Begin Records for processing

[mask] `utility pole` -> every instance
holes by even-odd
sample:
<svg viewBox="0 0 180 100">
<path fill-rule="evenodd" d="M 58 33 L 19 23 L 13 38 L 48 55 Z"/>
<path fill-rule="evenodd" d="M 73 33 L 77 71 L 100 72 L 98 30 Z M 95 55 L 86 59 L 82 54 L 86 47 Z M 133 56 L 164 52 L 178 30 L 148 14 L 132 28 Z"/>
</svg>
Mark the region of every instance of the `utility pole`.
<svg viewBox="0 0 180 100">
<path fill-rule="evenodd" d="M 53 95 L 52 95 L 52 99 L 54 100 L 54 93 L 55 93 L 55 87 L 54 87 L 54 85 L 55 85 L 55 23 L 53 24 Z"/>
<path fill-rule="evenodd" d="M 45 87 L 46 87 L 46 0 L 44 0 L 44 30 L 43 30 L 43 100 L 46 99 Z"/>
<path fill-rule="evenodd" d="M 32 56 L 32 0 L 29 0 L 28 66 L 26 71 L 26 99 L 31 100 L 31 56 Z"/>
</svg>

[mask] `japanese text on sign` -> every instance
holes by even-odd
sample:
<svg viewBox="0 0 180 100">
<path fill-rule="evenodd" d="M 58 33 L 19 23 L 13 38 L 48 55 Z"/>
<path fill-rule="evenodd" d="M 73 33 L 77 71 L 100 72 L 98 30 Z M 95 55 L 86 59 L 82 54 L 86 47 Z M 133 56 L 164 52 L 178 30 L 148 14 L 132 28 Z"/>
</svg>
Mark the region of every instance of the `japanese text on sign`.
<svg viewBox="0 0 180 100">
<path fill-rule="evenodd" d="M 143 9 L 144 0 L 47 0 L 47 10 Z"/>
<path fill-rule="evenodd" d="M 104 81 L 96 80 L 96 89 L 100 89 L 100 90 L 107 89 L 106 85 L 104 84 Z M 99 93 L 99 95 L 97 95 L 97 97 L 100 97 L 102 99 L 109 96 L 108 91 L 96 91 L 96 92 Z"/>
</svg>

End Records for processing

## Directions
Extract every line of the listing above and reproduce each one unchanged, character for character.

## Output below
[mask] `utility pole` -> every instance
holes by even-odd
sample:
<svg viewBox="0 0 180 100">
<path fill-rule="evenodd" d="M 58 33 L 19 23 L 13 38 L 48 55 Z"/>
<path fill-rule="evenodd" d="M 73 33 L 77 71 L 100 72 L 98 30 Z M 95 55 L 86 59 L 82 54 L 86 47 Z M 133 56 L 164 52 L 178 30 L 148 14 L 132 28 Z"/>
</svg>
Mark the region of every instance of the `utility pole`.
<svg viewBox="0 0 180 100">
<path fill-rule="evenodd" d="M 53 95 L 52 95 L 52 99 L 54 100 L 54 93 L 55 93 L 55 87 L 54 87 L 54 85 L 55 85 L 55 23 L 53 24 Z"/>
<path fill-rule="evenodd" d="M 45 87 L 46 87 L 46 0 L 44 0 L 44 30 L 43 30 L 43 100 L 46 99 Z"/>
<path fill-rule="evenodd" d="M 32 56 L 32 0 L 29 0 L 28 66 L 26 71 L 26 99 L 31 100 L 31 56 Z"/>
</svg>

[mask] `japanese text on sign` -> every instance
holes by even-odd
sample:
<svg viewBox="0 0 180 100">
<path fill-rule="evenodd" d="M 58 33 L 19 23 L 13 38 L 48 55 Z"/>
<path fill-rule="evenodd" d="M 73 33 L 77 71 L 100 72 L 98 30 Z M 95 55 L 86 59 L 82 54 L 86 47 Z M 133 56 L 164 52 L 178 30 L 148 14 L 132 28 Z"/>
</svg>
Mark the region of every instance of the `japanese text on sign`.
<svg viewBox="0 0 180 100">
<path fill-rule="evenodd" d="M 143 9 L 144 0 L 47 0 L 47 10 Z"/>
<path fill-rule="evenodd" d="M 104 81 L 96 80 L 96 89 L 100 89 L 100 90 L 107 89 L 106 85 L 104 84 Z M 99 93 L 99 95 L 97 95 L 97 97 L 100 97 L 102 99 L 109 96 L 108 91 L 96 91 L 96 92 Z"/>
</svg>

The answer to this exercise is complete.